INSTRUCTIONS TO FOLLOW:
Give back every entry below, exactly as written.

EXERCISE MATERIALS:
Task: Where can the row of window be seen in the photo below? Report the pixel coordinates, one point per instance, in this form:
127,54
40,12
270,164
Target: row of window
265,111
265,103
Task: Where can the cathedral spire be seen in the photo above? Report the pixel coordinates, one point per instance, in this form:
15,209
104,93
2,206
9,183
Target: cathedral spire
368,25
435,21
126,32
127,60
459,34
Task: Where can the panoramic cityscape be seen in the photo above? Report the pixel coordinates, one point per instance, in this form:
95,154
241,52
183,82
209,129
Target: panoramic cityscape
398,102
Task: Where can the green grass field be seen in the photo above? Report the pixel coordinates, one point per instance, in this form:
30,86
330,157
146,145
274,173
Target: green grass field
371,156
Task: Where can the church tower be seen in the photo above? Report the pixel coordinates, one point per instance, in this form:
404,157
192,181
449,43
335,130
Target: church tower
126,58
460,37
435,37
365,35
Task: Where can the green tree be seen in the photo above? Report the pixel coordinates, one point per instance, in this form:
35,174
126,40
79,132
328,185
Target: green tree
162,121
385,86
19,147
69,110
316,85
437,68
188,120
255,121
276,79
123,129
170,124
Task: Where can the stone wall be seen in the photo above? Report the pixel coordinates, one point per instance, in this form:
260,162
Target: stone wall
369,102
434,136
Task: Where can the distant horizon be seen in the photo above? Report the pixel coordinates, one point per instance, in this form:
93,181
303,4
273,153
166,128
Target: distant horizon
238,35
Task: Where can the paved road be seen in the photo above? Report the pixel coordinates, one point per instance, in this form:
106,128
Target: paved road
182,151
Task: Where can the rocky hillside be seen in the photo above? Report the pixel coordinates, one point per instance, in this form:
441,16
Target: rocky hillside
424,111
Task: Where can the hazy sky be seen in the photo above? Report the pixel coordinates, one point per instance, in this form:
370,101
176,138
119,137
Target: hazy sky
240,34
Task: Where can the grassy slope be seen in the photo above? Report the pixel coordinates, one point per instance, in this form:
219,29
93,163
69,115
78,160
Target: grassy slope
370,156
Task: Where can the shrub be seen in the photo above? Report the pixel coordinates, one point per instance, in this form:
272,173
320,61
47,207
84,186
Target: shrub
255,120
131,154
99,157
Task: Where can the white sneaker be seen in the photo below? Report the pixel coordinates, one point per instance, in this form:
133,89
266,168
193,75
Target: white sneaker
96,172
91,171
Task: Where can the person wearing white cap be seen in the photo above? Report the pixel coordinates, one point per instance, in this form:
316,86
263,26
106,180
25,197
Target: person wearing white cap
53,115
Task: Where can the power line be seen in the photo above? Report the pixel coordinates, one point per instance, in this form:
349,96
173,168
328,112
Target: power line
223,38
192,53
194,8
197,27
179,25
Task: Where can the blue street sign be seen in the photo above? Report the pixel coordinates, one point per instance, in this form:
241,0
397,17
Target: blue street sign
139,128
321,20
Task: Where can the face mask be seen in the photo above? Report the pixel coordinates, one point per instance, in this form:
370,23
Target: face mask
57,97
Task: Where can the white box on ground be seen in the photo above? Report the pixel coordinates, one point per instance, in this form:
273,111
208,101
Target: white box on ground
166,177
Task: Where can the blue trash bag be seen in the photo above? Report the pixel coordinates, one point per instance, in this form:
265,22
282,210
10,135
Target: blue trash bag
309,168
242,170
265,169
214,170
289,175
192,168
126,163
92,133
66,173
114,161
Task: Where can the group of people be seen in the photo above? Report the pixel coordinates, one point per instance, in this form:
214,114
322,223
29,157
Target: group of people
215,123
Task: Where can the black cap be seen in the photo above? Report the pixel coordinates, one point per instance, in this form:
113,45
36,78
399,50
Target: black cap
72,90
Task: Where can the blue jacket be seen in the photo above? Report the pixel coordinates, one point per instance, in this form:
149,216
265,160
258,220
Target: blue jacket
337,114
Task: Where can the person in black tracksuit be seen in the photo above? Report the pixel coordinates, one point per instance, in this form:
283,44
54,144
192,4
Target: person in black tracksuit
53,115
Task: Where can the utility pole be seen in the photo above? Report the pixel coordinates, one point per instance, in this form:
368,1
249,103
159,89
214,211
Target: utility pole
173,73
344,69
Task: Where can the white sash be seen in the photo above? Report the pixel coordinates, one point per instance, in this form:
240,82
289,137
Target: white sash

EXERCISE RESPONSE:
Task: Where can the row of window be seen in the photo below? Report the pixel coordinates, one point per instance, in this form:
127,54
40,12
270,164
Target: row of window
265,111
265,103
Task: Where can the cathedral spire be seen in the photo above? Report the pixel coordinates, one point per instance, in this form:
15,209
104,93
2,206
9,183
Target: cathedral spire
368,25
435,21
126,32
127,60
459,34
Task: Where can the panoramic cityscape be seen in the photo above? Report the pixel coordinates, one point per instance, in this form:
95,154
241,52
183,82
209,129
Target: panoramic cityscape
398,102
Task: Where can the green grass field be seen in the photo above? Report the pixel coordinates, one point per instance, in this form:
30,86
330,157
146,145
274,173
Target: green grass field
371,156
Task: Where can the church tower be seen in the photo above? Report the pixel coordinates, one point per instance, in this form:
404,157
192,181
449,43
335,130
Target: church tower
126,58
460,37
435,37
365,35
Task: Where can the green tree be seen in the photo above? Report the pixel coordinates, one point per instance, in this form:
35,174
126,40
79,132
328,185
Target: green tree
162,121
385,86
19,147
69,110
316,85
437,68
188,120
255,121
276,79
123,129
170,124
Task: Where can the stone wall be seen in the photo above? Report the pixel coordinates, one point per instance, in this form:
260,162
Target: stone wall
369,102
434,136
Task: Where can the distant horizon be seen in the photo above? Report the pixel coordinates, one point per instance, in this form:
93,181
303,4
273,153
166,128
Target: distant horizon
238,35
Task: Where can the paved road be seen in the photo above? Report the pixel coordinates, one point per instance, in this form:
106,128
Target: paved road
182,151
Task: Where can the rocky hillside be seen in the photo above? Report the pixel coordinates, one point per instance, in this form:
441,16
Target: rocky hillside
424,111
Task: Where can the hazy sky be seen in the photo above? Report the pixel coordinates, one point per instance, in this form:
370,101
176,138
119,137
Target: hazy sky
240,34
Task: Where can the grassy slope be seen in the photo above? Report the pixel coordinates, one point per instance, in this form:
219,29
93,163
69,115
78,160
Target: grassy slope
370,156
Task: Where can the shrub be seen in the photo above? Report the pixel coordinates, one point per instance, in this form:
272,173
320,61
47,207
84,186
Target: shrub
255,120
131,154
99,157
Task: Where can the white sneaker be seen in the photo below? Report the pixel coordinates, one point per instance, in this form:
133,89
266,168
193,75
Target: white sneaker
96,172
91,171
Task: Where can the person wearing white cap be seen in the photo above? Report the pixel coordinates, one point per instance, in this form:
316,86
263,26
106,180
25,197
Target: person wearing white cap
53,115
Task: Where can the power line be seen in the photo above? Report the pixel coordinates, one point per instance, in this form:
349,96
173,168
328,112
Target: power line
223,38
192,53
194,8
197,27
179,25
Task: Where can the blue street sign be seen in the photo above? Report the pixel coordinates, one point per instance, in this form:
241,0
397,17
Target: blue street sign
139,128
321,20
Task: Where can the face mask be seen in the photo above? Report the pixel coordinates, one point per instance, in this form:
370,23
Target: face mask
57,97
Task: Where can the white box on ground be seen in the photo above? Report the pixel coordinates, one point per instance, in this form:
273,111
208,101
Target: white box on ground
166,177
Task: Where can the blue trash bag be seen in the photo above? Report the pixel coordinates, one point per instance, in this form:
265,22
282,210
10,135
Target: blue trash bag
309,168
242,170
265,169
214,170
289,175
192,168
126,163
92,133
66,173
114,161
Task: Where can the group of people be seen in the photo above? Report the pixel coordinates, one point per instance, in this form:
214,114
322,223
29,157
Target: group of people
215,123
Task: Where can the black cap be seen in the photo above? Report the pixel coordinates, one point per instance, in this form:
113,45
36,78
399,50
Target: black cap
72,90
Task: Where can the blue jacket be seen in the photo above? Report the pixel coordinates, one point per instance, in this form:
149,216
265,160
258,220
Target: blue jacket
337,114
Task: Where can the person in black tracksuit be seen in the photo above? Report the pixel coordinates, one point per instance, in this form:
283,44
54,144
192,4
Target: person in black tracksuit
53,115
Task: Where can the utility pole be seen in the photo above? Report the pixel coordinates, one point per instance, in this form:
368,1
249,103
159,89
214,211
Target: utility pole
173,73
344,69
Task: Where can the white sash be seen in the photo above? Report the pixel coordinates, one point per instance, in this form:
240,82
289,137
Target: white sash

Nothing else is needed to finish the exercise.